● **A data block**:

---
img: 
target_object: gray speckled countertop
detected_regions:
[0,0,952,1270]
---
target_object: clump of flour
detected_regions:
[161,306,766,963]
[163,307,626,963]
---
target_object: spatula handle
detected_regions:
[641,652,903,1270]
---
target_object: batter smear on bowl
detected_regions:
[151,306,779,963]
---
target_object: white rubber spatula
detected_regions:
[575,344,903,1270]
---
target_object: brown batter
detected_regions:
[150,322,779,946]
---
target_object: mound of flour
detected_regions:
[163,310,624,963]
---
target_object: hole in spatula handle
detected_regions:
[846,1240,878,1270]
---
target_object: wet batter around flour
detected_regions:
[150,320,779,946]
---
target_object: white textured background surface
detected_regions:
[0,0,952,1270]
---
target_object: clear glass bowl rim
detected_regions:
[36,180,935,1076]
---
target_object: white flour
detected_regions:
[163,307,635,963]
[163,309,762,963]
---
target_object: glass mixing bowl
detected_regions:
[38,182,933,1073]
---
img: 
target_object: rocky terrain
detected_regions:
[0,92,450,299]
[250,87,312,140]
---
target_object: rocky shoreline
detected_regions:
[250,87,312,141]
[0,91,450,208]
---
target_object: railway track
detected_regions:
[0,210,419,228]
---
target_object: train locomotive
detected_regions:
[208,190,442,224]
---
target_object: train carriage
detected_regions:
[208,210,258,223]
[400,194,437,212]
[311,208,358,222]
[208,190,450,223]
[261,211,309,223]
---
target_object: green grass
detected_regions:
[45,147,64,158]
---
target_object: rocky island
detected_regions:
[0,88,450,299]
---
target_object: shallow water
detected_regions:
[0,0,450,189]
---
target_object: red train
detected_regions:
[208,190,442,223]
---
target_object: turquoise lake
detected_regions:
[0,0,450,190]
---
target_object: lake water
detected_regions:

● **Aim**:
Count how many lines of the items above contain the string "rocky", matching case exactly, and reply with only the number.

● **Task output**:
3